--- 読解用の文章 ---

児童虐待防止推進月間。子どもの虐待を防ぐには?

11月に入ってから、どこかでオレンジリボンを見かけた人は多いのではないでしょうか。今月は「オレンジリボン・児童虐待防止推進」月間です。

仙台市で保育・家事代行サービスを行う「Family Sitter仙台」保育家事代行事業部の髙橋愛さん(あい先生)に話を伺いました。

■子どもの虐待の通告は国民の義務

「11月は、国が推進する児童虐待防止推進月間で、全国で様々な取り組みやイベントが行われています。私が公立の保育園で働いていた頃は11月になると全保育士がエプロンにオレンジリボンを付けて、虐待の防止や早期発見の啓発を行っていました。

--- 利用可能なデータ ---

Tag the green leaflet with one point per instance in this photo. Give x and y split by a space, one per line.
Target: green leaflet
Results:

---
--- 利用可能なデータ ---

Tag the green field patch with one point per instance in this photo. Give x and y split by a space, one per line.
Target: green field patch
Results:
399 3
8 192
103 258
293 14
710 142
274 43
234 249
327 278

---
--- 利用可能なデータ ---

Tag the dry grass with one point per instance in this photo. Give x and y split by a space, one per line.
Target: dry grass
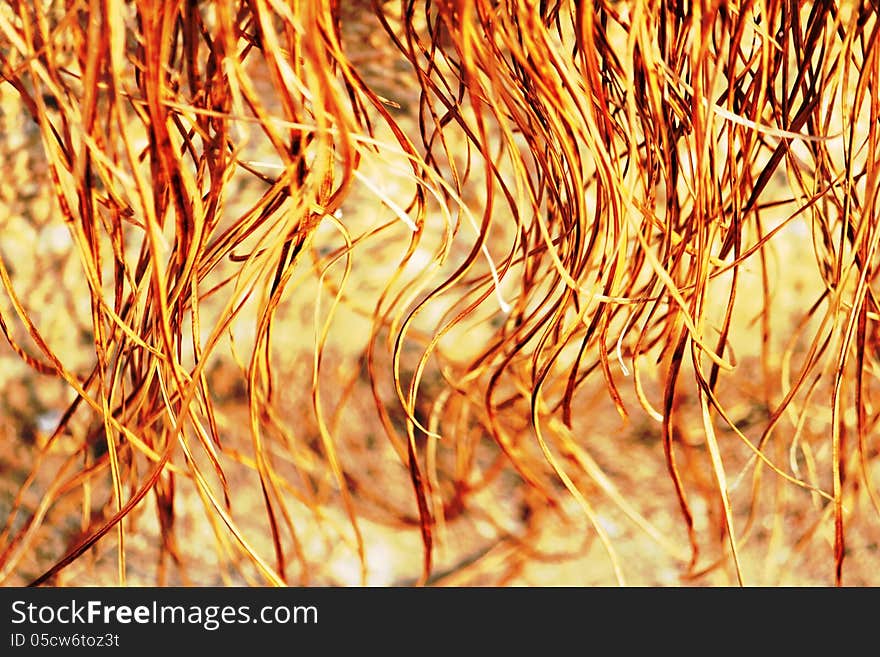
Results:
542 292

---

◆ **課題の指示**:
a) 児童虐待防止推進月間についての文章によると、あい先生が公立の保育園で働いていた頃、11月になると全保育士はエプロンに何を付けていたか。
b) 一覧から「Give」という語を含む行をすべて抜き出せ。

◆ **課題への回答**:
a) 全保育士がエプロンにオレンジリボンを付けていた。

b)
Tag the green leaflet with one point per instance in this photo. Give x and y split by a space, one per line.
Tag the green field patch with one point per instance in this photo. Give x and y split by a space, one per line.
Tag the dry grass with one point per instance in this photo. Give x and y split by a space, one per line.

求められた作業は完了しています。